Problem details =
Retype the full set of records. Keep every character identical.

START Exercise materials

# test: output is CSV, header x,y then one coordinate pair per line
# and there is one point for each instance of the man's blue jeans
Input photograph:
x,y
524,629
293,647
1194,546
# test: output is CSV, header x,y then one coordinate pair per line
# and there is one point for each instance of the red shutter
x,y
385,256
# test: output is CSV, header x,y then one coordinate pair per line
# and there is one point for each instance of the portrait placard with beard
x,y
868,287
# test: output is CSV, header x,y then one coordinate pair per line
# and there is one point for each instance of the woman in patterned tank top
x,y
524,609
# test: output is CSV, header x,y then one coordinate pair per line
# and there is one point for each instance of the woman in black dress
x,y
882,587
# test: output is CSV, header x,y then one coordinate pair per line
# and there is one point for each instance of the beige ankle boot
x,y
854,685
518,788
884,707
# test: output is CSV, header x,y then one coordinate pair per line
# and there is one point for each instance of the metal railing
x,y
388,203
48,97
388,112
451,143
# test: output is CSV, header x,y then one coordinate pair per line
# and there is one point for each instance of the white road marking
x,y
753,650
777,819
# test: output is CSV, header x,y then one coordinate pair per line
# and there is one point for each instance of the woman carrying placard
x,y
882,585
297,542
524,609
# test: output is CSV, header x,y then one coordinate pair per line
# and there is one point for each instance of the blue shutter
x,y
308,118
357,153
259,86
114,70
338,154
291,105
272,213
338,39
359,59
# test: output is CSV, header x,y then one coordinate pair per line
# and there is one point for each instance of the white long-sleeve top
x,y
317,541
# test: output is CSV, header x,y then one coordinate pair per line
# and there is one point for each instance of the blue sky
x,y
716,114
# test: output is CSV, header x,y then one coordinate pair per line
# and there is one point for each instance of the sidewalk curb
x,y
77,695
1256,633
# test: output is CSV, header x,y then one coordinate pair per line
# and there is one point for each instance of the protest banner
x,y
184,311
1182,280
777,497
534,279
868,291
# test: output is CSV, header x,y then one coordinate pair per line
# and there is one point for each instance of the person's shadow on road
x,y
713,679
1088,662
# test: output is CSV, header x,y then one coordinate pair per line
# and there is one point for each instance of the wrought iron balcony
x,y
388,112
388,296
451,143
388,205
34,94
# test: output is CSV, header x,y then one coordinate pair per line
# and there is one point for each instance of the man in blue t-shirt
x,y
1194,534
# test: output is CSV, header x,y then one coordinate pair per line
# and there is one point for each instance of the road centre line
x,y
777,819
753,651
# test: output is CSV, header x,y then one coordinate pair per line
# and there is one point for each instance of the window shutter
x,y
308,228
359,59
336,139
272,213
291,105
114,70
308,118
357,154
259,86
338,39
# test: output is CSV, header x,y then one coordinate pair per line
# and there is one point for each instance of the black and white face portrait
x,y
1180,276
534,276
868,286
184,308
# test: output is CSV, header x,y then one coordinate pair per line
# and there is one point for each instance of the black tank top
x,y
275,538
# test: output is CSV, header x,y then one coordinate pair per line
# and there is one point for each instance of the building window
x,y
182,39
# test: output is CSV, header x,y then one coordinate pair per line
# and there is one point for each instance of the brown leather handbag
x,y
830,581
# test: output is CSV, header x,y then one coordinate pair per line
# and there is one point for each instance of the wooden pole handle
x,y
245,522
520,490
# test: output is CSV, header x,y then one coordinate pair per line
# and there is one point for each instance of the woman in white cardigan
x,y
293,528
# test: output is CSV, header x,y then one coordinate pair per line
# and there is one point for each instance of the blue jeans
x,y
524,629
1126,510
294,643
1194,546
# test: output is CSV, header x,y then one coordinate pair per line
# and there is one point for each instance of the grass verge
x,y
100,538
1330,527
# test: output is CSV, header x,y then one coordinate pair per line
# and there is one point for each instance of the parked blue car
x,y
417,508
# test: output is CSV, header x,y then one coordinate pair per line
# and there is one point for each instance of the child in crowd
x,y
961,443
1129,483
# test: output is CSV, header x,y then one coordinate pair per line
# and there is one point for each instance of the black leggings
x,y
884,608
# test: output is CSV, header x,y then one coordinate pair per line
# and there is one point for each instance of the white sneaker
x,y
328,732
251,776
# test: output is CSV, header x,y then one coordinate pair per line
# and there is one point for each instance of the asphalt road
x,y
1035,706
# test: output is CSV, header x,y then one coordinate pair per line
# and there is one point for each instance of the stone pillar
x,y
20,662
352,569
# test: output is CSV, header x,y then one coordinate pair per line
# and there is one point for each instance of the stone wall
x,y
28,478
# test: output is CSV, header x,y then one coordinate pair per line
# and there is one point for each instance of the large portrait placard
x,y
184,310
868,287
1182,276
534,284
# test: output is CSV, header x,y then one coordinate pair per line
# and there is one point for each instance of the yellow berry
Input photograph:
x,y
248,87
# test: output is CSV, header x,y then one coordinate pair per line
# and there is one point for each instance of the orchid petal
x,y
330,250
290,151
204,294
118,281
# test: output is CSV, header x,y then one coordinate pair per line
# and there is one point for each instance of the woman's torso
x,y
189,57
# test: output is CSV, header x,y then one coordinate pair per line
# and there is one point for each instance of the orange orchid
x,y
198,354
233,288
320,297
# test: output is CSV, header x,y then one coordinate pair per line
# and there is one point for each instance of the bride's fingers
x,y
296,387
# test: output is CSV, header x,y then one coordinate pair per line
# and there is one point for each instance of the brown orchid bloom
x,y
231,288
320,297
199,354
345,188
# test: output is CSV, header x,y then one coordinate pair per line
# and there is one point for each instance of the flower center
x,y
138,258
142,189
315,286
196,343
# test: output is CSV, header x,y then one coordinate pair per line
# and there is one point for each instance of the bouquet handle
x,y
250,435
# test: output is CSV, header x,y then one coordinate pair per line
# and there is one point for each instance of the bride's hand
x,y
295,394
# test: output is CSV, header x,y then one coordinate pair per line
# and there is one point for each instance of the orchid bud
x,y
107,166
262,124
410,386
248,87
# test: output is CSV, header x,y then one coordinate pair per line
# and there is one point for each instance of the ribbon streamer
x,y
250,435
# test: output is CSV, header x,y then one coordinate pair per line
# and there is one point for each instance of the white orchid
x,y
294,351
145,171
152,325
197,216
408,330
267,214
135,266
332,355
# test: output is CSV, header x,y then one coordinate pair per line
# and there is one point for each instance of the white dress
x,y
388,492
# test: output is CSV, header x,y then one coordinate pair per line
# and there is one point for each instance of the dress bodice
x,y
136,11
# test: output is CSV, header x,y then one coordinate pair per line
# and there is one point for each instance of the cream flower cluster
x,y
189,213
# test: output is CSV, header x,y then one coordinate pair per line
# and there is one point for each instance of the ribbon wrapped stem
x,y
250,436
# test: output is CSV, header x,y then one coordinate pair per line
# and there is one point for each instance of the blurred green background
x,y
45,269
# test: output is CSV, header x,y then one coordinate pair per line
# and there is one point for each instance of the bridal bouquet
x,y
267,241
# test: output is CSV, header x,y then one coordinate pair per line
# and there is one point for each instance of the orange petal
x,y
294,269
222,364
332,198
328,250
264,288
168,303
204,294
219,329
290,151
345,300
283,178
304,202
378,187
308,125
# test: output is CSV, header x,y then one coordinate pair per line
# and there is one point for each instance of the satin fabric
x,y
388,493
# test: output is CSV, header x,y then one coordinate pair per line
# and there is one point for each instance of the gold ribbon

END Exercise materials

Reply =
# test: output is CSV, header x,y then one coordinate pair per line
# and there is one point for each instance of the man's blue jeans
Input photograph:
x,y
524,629
293,647
1194,546
# test: output is CSV, header x,y then one coordinate pair per line
# and there is one point for each instance of the red shutter
x,y
385,256
# test: output is CSV, header x,y then one coordinate pair per line
# and there is one point for each instance of the portrait placard with beard
x,y
868,287
# test: output is CSV, header x,y then one coordinate pair per line
# and there is one point for each instance of the woman in patterned tank top
x,y
524,609
# test: output is CSV, header x,y then one coordinate pair per line
# and there is one point for each instance of the woman in black dress
x,y
882,587
# test: output is CSV, header x,y then one coordinate pair per line
# and there is one point for each instance of the beige ankle boot
x,y
854,685
518,788
884,707
# test: output is CSV, header x,y then one coordinate pair per line
# and there is one point for each instance of the metal railing
x,y
388,203
48,97
388,112
451,143
# test: output is CSV, header x,y then one coordinate pair per line
# and there is one point for each instance of the white road marking
x,y
753,650
777,819
# test: output is CSV, header x,y then one coordinate pair per line
# and there is one point for each instance of the woman carrying placard
x,y
882,585
297,542
524,609
# test: output is CSV, header x,y then one coordinate pair per line
# and there is one point for each instance of the blue shutter
x,y
308,118
357,153
259,86
114,70
338,154
291,105
272,213
338,39
359,59
# test: output is CSV, header x,y then one coordinate pair per line
# and there is one point for each instance of the white long-sleeve top
x,y
317,541
# test: output is CSV, header x,y then one coordinate pair per line
# and there is one point for each instance of the blue sky
x,y
716,114
# test: output is CSV, header x,y then one coordinate pair per line
# and there is one point for each instance of the sidewalk curb
x,y
77,695
1256,633
# test: output is CSV, header x,y then one coordinate pair per line
# and there is one point for each instance of the protest banner
x,y
184,311
1182,280
777,497
534,279
868,291
# test: output is CSV, header x,y then one coordinate pair per line
# and there is one point for each instance of the person's shadow on road
x,y
713,679
1088,662
# test: output is CSV, header x,y then one coordinate pair per line
# and there is one point for each instance of the wrought iron balcony
x,y
388,112
388,296
451,143
388,205
34,94
# test: output is CSV, header x,y then one coordinate pair per line
# and there is one point for each instance of the man in blue t-shirt
x,y
1194,534
# test: output is CSV, header x,y then one coordinate pair per line
# and there is one point for each instance of the road centre line
x,y
777,819
753,651
# test: output is CSV, header x,y then one coordinate pair per line
# and there is one point for each instance of the window shutter
x,y
308,228
359,59
336,139
272,213
291,105
114,70
308,118
357,154
259,86
338,39
# test: output is CSV, header x,y then one coordinate pair per line
# and there is one point for each instance of the black and white face portrait
x,y
1180,276
534,276
868,286
184,308
# test: output is CSV, header x,y then one coordinate pair per line
# and there is one point for each instance of the black tank top
x,y
275,538
# test: output is CSV, header x,y then one coordinate pair per line
# and there is one point for each instance of the building window
x,y
182,39
# test: output is CSV, header x,y then one coordinate pair per line
# and there is one point for each instance of the brown leather handbag
x,y
830,581
# test: output is CSV, header x,y then one coordinate pair per line
# and there is one point for each instance of the wooden pole handle
x,y
245,522
520,490
# test: output is CSV, header x,y then one coordinate pair per line
# and there is one point for each instance of the woman in white cardigan
x,y
293,528
# test: output is CSV, header x,y then one coordinate pair per line
# and there is one point for each instance of the blue jeans
x,y
524,629
1126,510
294,643
1194,546
# test: output is CSV, header x,y then one coordinate pair per line
# and there is one point for each instance of the grass verge
x,y
100,538
1330,527
# test: output is CSV, header x,y then one coordinate pair per line
# and there is one point for each instance of the parked blue car
x,y
417,508
# test: output is CSV, header x,y then one coordinate pair per line
# and there is one point for each instance of the child in crowd
x,y
961,443
1129,483
# test: output is CSV, header x,y then one coordinate pair per line
# and there is one point for each instance of the black leggings
x,y
884,608
# test: output is CSV, header x,y then one coordinate pair per line
# and there is one point for each instance of the white sneaker
x,y
328,732
251,776
# test: output is CSV, header x,y then one coordinate pair per line
# and there is one point for each instance of the asphalt road
x,y
1035,706
# test: output is CSV, header x,y then one coordinate pair per line
# and there is one point for each instance of the stone pillar
x,y
20,662
352,569
# test: output is CSV, header x,y then one coordinate pair per line
# and there is one point for each instance of the stone wall
x,y
28,478
# test: output is CSV, header x,y then one coordinate pair per line
# and there is one point for each instance of the large portrait placard
x,y
184,310
868,287
1182,276
534,284
# test: output is CSV, header x,y then one coordinate pair per line
# and there is one point for each instance of the yellow berry
Input photograph:
x,y
248,87
# test: output is CSV, header x,y then one coordinate pair per line
# and there is one point for each instance of the orchid petal
x,y
330,250
290,151
204,294
118,281
# test: output is CSV, header x,y then one coordinate pair per line
# and there is one point for each instance of the woman's torso
x,y
189,57
# test: output is CSV, header x,y then one coordinate pair per line
# and there is one point for each instance of the orange orchid
x,y
198,354
233,288
320,297
# test: output is CSV, header x,y then one coordinate pair per line
# and there is one point for each instance of the bride's fingers
x,y
296,387
# test: output is CSV, header x,y then one coordinate pair per line
# and there is one point for each instance of the brown orchid bloom
x,y
231,288
320,297
199,354
345,188
# test: output is CSV, header x,y then one coordinate pair per line
# and there is one point for each instance of the flower center
x,y
138,258
142,189
315,286
196,343
# test: output is CSV, header x,y then one coordinate pair per line
# and there is one point for each instance of the bouquet handle
x,y
250,435
# test: output is CSV, header x,y then one coordinate pair per line
# and there is one point for each instance of the bride's hand
x,y
295,394
# test: output is CSV, header x,y then one coordinate pair per line
# and there is one point for each instance of the orchid bud
x,y
107,166
262,124
410,386
248,87
# test: output is CSV, header x,y then one coordinate pair per line
# and there is one point for each instance of the ribbon streamer
x,y
250,435
# test: output is CSV, header x,y then one coordinate pair per line
# and there is one point for each instance of the white orchid
x,y
294,351
145,171
152,325
197,216
408,330
267,214
135,266
332,355
# test: output is CSV, header x,y then one coordinate pair per line
# and there is one point for each instance of the white dress
x,y
388,492
# test: output is CSV, header x,y then one coordinate pair per line
# and there is one point for each instance of the dress bodice
x,y
136,11
# test: output is CSV, header x,y then one coordinate pair per line
# and there is one point for each instance of the cream flower cluster
x,y
189,213
# test: output is CSV, header x,y then one coordinate pair per line
# and there is one point for each instance of the ribbon wrapped stem
x,y
250,436
# test: output is CSV, header x,y then one coordinate pair per line
# and there is one point for each instance of the blurred green background
x,y
45,269
# test: output is CSV, header x,y then one coordinate pair per line
# and there is one point for each instance of the bridal bouquet
x,y
267,241
# test: output is CSV, header x,y then one coordinate pair per line
# and there is one point for each instance of the orange petal
x,y
294,269
222,364
332,198
328,250
264,288
168,303
204,294
219,329
290,151
345,300
283,178
304,202
378,187
308,125
# test: output is CSV, header x,y then one coordinate pair per line
# and there is one point for each instance of the satin fabric
x,y
388,493
# test: output is CSV, header x,y then one coordinate pair per line
# and there is one point for each instance of the gold ribbon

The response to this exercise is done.